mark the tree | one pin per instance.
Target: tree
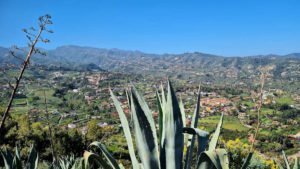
(33, 37)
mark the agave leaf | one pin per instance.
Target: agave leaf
(173, 144)
(191, 139)
(92, 160)
(195, 131)
(17, 163)
(126, 129)
(202, 137)
(214, 141)
(213, 159)
(160, 116)
(181, 106)
(162, 120)
(78, 164)
(33, 159)
(129, 104)
(296, 165)
(247, 160)
(278, 163)
(145, 138)
(148, 113)
(7, 158)
(285, 160)
(107, 155)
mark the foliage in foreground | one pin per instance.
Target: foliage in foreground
(163, 152)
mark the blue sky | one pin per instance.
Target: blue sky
(223, 27)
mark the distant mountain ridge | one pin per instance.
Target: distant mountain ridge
(183, 65)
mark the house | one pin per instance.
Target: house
(72, 126)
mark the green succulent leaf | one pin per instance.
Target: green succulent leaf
(173, 141)
(214, 141)
(144, 133)
(107, 155)
(7, 158)
(126, 129)
(191, 138)
(287, 165)
(296, 165)
(247, 160)
(33, 159)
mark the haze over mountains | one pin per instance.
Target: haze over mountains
(182, 65)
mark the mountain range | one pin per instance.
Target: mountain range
(185, 65)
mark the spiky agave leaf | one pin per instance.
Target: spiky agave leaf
(173, 140)
(247, 160)
(33, 159)
(145, 135)
(191, 138)
(126, 129)
(217, 159)
(278, 163)
(92, 160)
(17, 163)
(214, 140)
(7, 158)
(287, 165)
(148, 113)
(78, 164)
(106, 154)
(160, 116)
(296, 165)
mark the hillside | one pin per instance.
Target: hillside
(187, 65)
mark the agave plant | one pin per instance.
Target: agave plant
(166, 151)
(15, 162)
(287, 164)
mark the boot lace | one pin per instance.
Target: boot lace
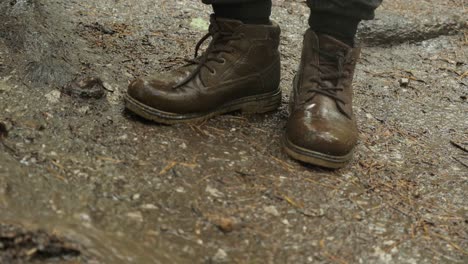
(215, 47)
(331, 70)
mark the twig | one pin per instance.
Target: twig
(461, 162)
(459, 146)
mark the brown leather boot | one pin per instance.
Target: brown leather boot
(240, 70)
(322, 129)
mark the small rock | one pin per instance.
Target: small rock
(213, 192)
(200, 24)
(404, 82)
(149, 207)
(225, 224)
(87, 88)
(271, 210)
(53, 97)
(220, 256)
(3, 131)
(137, 216)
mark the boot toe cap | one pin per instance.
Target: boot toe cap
(336, 138)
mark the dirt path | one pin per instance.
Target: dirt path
(107, 187)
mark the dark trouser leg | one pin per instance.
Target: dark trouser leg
(340, 18)
(247, 11)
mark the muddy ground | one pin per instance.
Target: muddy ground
(84, 181)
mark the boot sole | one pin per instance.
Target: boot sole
(249, 105)
(316, 158)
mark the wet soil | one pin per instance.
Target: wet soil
(95, 184)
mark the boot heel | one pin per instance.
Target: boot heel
(263, 105)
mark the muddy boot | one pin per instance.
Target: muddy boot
(240, 70)
(322, 129)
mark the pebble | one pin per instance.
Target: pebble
(404, 82)
(213, 192)
(137, 216)
(149, 207)
(271, 210)
(220, 256)
(53, 97)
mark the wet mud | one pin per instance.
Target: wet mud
(84, 181)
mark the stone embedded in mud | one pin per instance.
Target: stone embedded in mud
(3, 131)
(86, 88)
(404, 82)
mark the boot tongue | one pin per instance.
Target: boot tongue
(227, 25)
(332, 45)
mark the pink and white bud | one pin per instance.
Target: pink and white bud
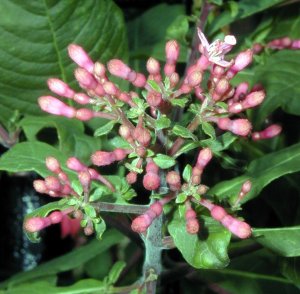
(118, 68)
(85, 79)
(35, 224)
(55, 106)
(53, 184)
(204, 157)
(84, 114)
(55, 217)
(60, 88)
(79, 56)
(268, 133)
(102, 158)
(53, 165)
(82, 98)
(172, 51)
(153, 66)
(218, 213)
(40, 186)
(151, 181)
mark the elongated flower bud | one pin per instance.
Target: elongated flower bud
(79, 56)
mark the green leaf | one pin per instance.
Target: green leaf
(208, 129)
(208, 250)
(154, 85)
(261, 173)
(43, 211)
(105, 129)
(183, 132)
(68, 261)
(181, 102)
(71, 137)
(283, 241)
(162, 122)
(164, 161)
(187, 172)
(116, 271)
(284, 65)
(85, 286)
(245, 9)
(36, 57)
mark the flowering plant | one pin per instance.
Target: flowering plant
(159, 136)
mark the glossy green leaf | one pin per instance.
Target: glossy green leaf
(261, 172)
(72, 140)
(34, 36)
(282, 87)
(208, 250)
(245, 9)
(283, 241)
(68, 261)
(164, 161)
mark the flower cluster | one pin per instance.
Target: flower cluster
(152, 137)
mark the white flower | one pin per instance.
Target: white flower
(215, 52)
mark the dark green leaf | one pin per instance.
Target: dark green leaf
(283, 241)
(261, 172)
(208, 250)
(164, 161)
(183, 132)
(35, 57)
(67, 262)
(105, 129)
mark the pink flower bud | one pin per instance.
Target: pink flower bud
(253, 99)
(140, 81)
(154, 99)
(53, 165)
(131, 177)
(120, 154)
(192, 226)
(268, 133)
(60, 88)
(40, 186)
(153, 66)
(35, 224)
(141, 223)
(172, 51)
(55, 106)
(102, 158)
(118, 68)
(53, 184)
(204, 157)
(82, 98)
(79, 56)
(84, 114)
(85, 78)
(55, 217)
(157, 208)
(151, 181)
(218, 213)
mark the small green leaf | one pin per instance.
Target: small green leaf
(154, 85)
(164, 161)
(207, 250)
(115, 272)
(208, 129)
(162, 122)
(181, 102)
(100, 229)
(181, 197)
(187, 172)
(105, 129)
(90, 211)
(183, 132)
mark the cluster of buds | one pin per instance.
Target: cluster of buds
(218, 103)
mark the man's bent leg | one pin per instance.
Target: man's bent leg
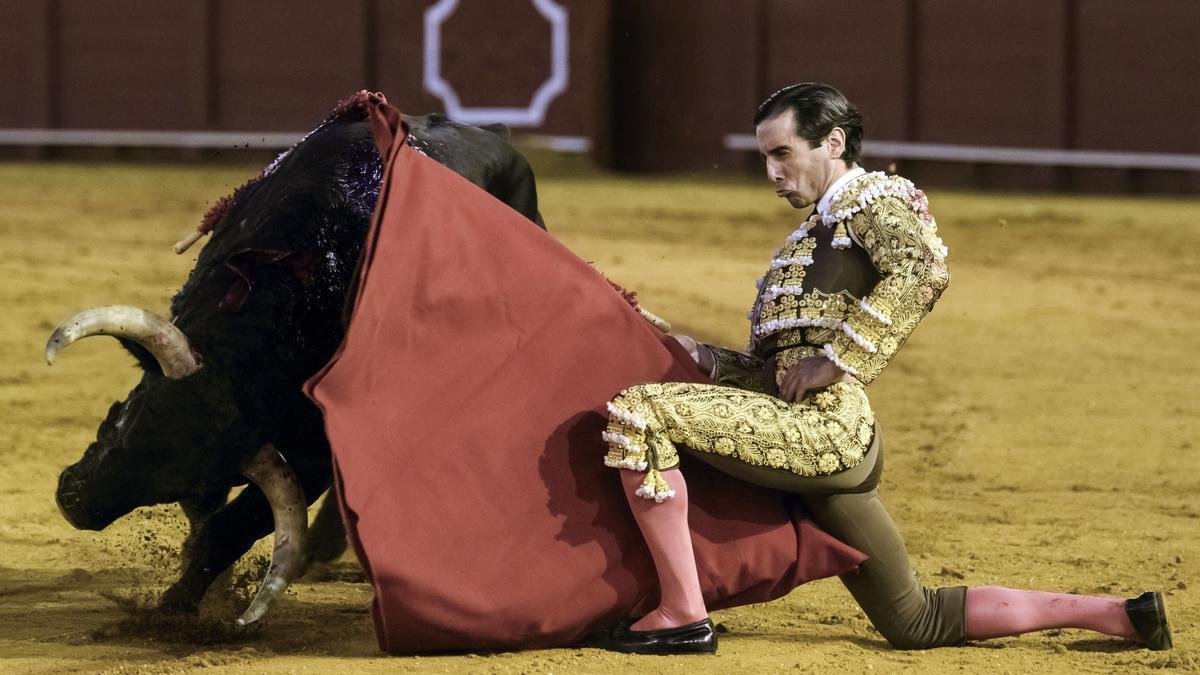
(909, 615)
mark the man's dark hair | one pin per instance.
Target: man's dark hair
(817, 108)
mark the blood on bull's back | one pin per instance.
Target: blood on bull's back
(220, 400)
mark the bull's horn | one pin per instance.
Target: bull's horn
(655, 321)
(187, 242)
(279, 483)
(162, 338)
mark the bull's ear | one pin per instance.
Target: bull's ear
(498, 129)
(145, 359)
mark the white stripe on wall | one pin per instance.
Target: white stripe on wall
(94, 137)
(216, 139)
(984, 154)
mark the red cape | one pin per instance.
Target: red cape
(465, 410)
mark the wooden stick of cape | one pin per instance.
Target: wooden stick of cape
(465, 410)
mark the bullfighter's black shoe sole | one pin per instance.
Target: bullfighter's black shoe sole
(693, 638)
(1147, 613)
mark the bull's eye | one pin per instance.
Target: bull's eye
(120, 418)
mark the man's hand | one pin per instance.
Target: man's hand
(808, 374)
(700, 353)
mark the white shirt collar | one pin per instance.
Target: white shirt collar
(827, 198)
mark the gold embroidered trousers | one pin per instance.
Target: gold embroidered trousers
(826, 432)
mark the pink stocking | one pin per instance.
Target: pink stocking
(664, 526)
(994, 611)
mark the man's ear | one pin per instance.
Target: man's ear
(837, 143)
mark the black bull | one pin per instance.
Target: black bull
(258, 315)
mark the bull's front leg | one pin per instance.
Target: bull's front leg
(225, 537)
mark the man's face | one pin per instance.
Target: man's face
(799, 172)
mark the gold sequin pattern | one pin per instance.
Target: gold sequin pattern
(901, 238)
(828, 431)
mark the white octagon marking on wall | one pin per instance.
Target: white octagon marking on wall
(532, 115)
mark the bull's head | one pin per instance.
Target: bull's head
(204, 431)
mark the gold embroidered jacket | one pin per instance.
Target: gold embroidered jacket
(851, 284)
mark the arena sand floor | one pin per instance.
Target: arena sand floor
(1043, 425)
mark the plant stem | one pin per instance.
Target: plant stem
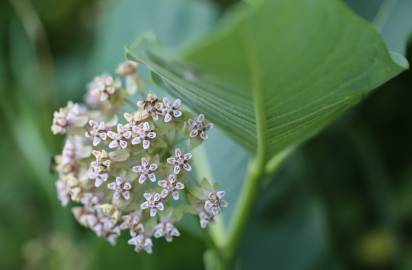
(256, 170)
(243, 211)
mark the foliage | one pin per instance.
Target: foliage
(341, 201)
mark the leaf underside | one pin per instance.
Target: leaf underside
(311, 60)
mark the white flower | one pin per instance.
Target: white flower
(63, 192)
(166, 230)
(119, 138)
(215, 202)
(170, 110)
(127, 68)
(97, 132)
(141, 242)
(99, 169)
(146, 171)
(121, 188)
(73, 115)
(198, 128)
(104, 87)
(90, 200)
(143, 134)
(151, 106)
(180, 161)
(171, 185)
(133, 222)
(154, 202)
(205, 219)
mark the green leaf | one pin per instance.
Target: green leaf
(392, 18)
(307, 61)
(175, 23)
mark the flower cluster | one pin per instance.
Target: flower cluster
(133, 171)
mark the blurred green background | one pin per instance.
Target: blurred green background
(342, 201)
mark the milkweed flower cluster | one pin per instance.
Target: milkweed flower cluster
(132, 171)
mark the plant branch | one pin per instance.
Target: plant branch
(256, 170)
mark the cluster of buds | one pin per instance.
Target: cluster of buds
(133, 171)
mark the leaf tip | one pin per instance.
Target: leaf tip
(400, 60)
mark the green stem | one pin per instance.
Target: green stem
(256, 170)
(243, 211)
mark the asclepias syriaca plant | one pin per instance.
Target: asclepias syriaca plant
(272, 75)
(132, 172)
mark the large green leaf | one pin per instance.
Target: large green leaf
(301, 62)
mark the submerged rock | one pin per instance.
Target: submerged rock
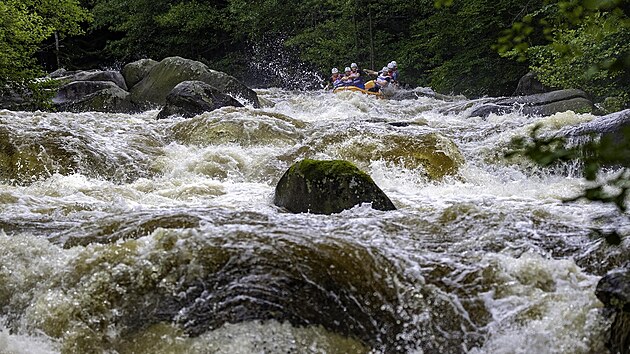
(97, 75)
(135, 71)
(327, 187)
(93, 96)
(190, 98)
(542, 104)
(614, 291)
(613, 131)
(530, 85)
(162, 78)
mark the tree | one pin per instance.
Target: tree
(576, 44)
(25, 24)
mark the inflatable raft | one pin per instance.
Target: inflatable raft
(368, 85)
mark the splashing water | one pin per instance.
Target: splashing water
(122, 233)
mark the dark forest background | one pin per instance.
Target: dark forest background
(472, 47)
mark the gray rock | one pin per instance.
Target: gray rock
(530, 85)
(154, 88)
(613, 132)
(327, 187)
(190, 98)
(614, 291)
(108, 75)
(542, 104)
(611, 123)
(97, 96)
(135, 71)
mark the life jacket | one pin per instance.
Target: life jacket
(395, 75)
(383, 80)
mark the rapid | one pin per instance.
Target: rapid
(125, 234)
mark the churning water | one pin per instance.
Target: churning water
(125, 234)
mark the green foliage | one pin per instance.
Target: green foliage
(20, 32)
(581, 44)
(609, 150)
(24, 25)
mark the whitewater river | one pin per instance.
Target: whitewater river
(125, 234)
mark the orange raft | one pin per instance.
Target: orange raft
(368, 85)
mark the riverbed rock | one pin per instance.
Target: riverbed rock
(614, 291)
(135, 71)
(152, 90)
(190, 98)
(97, 75)
(613, 132)
(543, 104)
(530, 85)
(93, 96)
(327, 187)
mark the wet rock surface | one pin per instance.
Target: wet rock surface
(327, 187)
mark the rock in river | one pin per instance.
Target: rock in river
(190, 98)
(327, 187)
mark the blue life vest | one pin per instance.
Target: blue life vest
(395, 75)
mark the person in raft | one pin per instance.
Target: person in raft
(394, 73)
(347, 80)
(355, 75)
(335, 79)
(382, 80)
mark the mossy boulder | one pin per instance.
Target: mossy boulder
(135, 71)
(542, 104)
(190, 98)
(152, 90)
(327, 187)
(93, 96)
(613, 290)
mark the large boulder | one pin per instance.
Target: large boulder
(190, 98)
(543, 104)
(530, 85)
(614, 291)
(106, 75)
(613, 132)
(135, 71)
(327, 187)
(96, 96)
(159, 82)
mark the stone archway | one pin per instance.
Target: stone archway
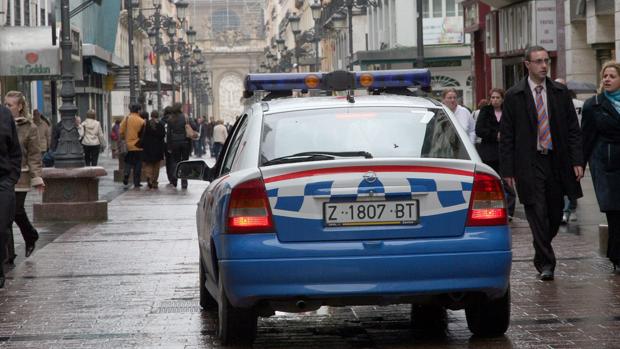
(230, 91)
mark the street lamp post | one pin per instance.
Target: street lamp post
(132, 68)
(294, 22)
(153, 25)
(69, 152)
(350, 15)
(316, 15)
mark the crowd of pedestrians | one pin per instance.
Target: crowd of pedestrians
(533, 135)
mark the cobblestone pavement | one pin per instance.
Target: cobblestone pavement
(132, 282)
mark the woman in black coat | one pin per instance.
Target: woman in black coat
(601, 147)
(178, 144)
(487, 128)
(153, 149)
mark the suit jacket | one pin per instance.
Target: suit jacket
(487, 128)
(519, 135)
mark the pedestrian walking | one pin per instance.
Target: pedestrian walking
(466, 121)
(199, 144)
(179, 145)
(154, 146)
(209, 134)
(601, 148)
(570, 205)
(487, 128)
(483, 102)
(220, 133)
(115, 135)
(10, 170)
(30, 175)
(92, 138)
(130, 131)
(170, 166)
(541, 153)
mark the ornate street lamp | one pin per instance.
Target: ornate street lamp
(181, 9)
(293, 20)
(69, 152)
(191, 36)
(316, 16)
(280, 44)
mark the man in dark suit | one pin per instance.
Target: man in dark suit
(540, 152)
(10, 169)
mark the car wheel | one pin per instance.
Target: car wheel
(429, 318)
(207, 302)
(489, 317)
(235, 325)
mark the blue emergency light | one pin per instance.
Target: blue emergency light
(338, 80)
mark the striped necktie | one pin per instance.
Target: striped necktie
(544, 132)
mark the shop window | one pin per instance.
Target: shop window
(437, 8)
(451, 8)
(425, 8)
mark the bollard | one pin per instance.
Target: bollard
(603, 235)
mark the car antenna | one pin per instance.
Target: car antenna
(351, 96)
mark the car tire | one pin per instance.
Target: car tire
(207, 302)
(429, 318)
(489, 317)
(235, 325)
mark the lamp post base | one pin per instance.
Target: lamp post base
(71, 194)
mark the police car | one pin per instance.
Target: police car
(350, 200)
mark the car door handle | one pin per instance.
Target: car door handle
(372, 244)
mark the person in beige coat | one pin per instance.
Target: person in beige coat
(30, 176)
(92, 138)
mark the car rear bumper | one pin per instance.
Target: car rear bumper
(388, 271)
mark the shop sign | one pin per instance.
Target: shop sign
(546, 33)
(526, 24)
(515, 28)
(33, 57)
(441, 31)
(471, 17)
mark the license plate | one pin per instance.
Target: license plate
(338, 214)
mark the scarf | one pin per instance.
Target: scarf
(614, 98)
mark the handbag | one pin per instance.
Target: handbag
(189, 131)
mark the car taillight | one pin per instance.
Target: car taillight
(248, 209)
(487, 205)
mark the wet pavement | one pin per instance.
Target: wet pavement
(132, 282)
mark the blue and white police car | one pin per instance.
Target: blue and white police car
(350, 200)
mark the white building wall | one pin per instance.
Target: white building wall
(406, 33)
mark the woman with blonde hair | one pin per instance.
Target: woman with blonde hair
(92, 138)
(600, 124)
(31, 165)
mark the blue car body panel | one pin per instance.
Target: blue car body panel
(258, 266)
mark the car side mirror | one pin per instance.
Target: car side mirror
(193, 169)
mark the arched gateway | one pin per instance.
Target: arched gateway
(232, 37)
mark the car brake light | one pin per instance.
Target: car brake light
(248, 209)
(486, 205)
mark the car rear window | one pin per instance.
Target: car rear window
(383, 132)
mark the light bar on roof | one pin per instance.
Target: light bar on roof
(374, 80)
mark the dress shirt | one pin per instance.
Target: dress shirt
(467, 122)
(533, 85)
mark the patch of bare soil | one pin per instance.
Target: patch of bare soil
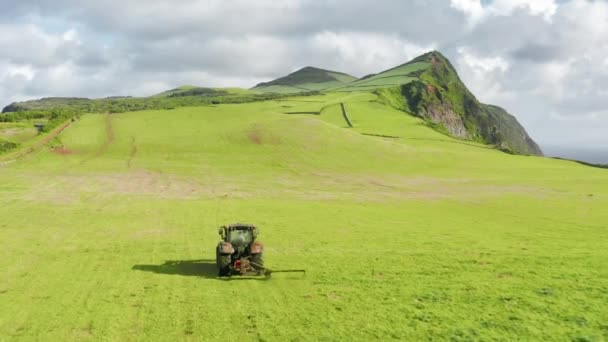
(62, 151)
(109, 136)
(260, 135)
(132, 153)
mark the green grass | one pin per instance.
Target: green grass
(415, 237)
(400, 75)
(305, 80)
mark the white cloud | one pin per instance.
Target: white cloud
(542, 60)
(477, 12)
(364, 53)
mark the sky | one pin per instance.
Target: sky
(545, 61)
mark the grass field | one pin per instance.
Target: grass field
(397, 76)
(410, 236)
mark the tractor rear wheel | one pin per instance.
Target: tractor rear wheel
(223, 264)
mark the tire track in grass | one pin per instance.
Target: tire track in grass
(132, 153)
(109, 136)
(108, 141)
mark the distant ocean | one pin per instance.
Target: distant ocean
(589, 155)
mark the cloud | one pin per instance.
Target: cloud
(538, 59)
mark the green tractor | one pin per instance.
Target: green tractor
(239, 252)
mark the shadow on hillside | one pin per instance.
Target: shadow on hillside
(204, 268)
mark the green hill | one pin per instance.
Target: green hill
(109, 232)
(306, 80)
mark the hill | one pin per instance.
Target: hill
(428, 87)
(306, 80)
(109, 232)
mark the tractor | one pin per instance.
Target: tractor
(240, 253)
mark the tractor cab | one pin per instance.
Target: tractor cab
(239, 235)
(239, 251)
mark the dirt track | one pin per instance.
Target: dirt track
(37, 146)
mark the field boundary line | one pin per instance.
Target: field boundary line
(37, 146)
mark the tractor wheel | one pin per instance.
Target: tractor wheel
(223, 264)
(258, 261)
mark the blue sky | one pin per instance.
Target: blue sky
(545, 61)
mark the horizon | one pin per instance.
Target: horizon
(553, 82)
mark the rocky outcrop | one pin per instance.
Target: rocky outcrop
(440, 97)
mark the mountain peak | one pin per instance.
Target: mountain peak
(305, 80)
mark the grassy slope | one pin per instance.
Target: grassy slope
(305, 80)
(417, 237)
(393, 77)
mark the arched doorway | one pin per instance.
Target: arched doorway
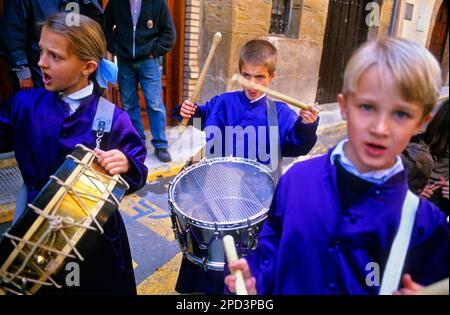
(439, 36)
(346, 30)
(6, 88)
(172, 66)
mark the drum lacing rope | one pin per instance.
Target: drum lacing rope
(58, 224)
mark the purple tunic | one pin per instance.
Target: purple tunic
(37, 125)
(235, 109)
(309, 245)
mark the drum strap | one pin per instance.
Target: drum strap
(274, 139)
(103, 119)
(399, 249)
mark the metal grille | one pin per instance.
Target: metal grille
(224, 192)
(10, 182)
(280, 16)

» Task details
Leaving out every picture, extract verbatim the lines from the one containing "mark the dirt track | one pin per instance." through the last line of the listing, inclusive.

» Solution for this exercise
mark the dirt track | one pin per instance.
Target: dirt track
(37, 146)
mark the field boundary line | one pin per instance.
Target: field boundary line
(37, 146)
mark the tractor wheel | one pin per instance.
Target: tractor wheel
(223, 264)
(258, 261)
mark the blue sky | one pin per instance.
Target: blue sky
(545, 61)
mark the horizon | one pin per instance.
Target: horizon
(553, 82)
mark the rocky outcrop | one pin per instance.
Target: rocky outcrop
(440, 97)
mark the mountain peak | one pin per instance.
Target: mountain peak
(305, 80)
mark the grassy slope | one pin per instance.
Target: grassy slope
(305, 80)
(417, 237)
(393, 77)
mark the arched doorway | one pin per instance.
Target: arched doorway
(439, 36)
(346, 30)
(6, 88)
(172, 66)
mark the drum lacing rope | one pin per instance.
Target: drum lacing rope
(58, 224)
mark the purple tunic | one pin per instance.
Target: purple tunic
(37, 125)
(235, 109)
(309, 245)
mark the drum strap | one pin per instance.
Target: drum strap
(274, 139)
(103, 119)
(399, 249)
mark the metal grille | one pin per instance.
Target: metal grille
(224, 192)
(10, 182)
(280, 16)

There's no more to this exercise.